***** PROVIDED DATA *****
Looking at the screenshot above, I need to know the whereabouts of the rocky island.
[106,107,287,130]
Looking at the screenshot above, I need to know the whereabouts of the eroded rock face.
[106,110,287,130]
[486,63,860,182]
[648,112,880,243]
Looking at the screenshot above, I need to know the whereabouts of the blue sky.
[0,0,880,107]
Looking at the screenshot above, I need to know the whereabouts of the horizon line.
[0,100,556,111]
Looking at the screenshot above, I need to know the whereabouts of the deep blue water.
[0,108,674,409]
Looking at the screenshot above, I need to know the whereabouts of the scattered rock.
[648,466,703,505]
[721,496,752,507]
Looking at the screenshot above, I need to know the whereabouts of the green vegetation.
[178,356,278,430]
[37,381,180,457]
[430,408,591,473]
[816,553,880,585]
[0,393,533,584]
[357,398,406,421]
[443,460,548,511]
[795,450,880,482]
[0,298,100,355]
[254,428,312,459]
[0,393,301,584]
*****
» **BRIEF**
Please rewrite the items above with "whereabouts" replaced by "location" and everything else left as it is.

» **PROBLEM SOLUTION**
Looking at the screenshot above, I need to know the location of the rocky island.
[106,107,287,130]
Looking at the screenshot above, I need to know the location of the eroded rock face.
[106,110,287,130]
[486,63,860,182]
[648,112,880,243]
Looking at the screenshot above, I need to know the location of the blue sky.
[0,0,880,107]
Looking at the screenshot above, I need to know the location of the horizon line.
[0,100,556,111]
Looking at the screenshot above, I need to know the location of the deep blue water.
[0,108,674,409]
Looking at the screenshot above, I need to know the location of the scattered rock.
[648,466,703,505]
[721,496,752,507]
Looking at the screenshot above, I need to know the location of the green vegetation.
[178,356,278,430]
[37,381,180,457]
[430,408,591,473]
[816,553,880,585]
[0,393,533,584]
[357,398,406,421]
[443,460,548,511]
[795,450,880,482]
[0,298,100,355]
[254,428,312,459]
[0,393,301,584]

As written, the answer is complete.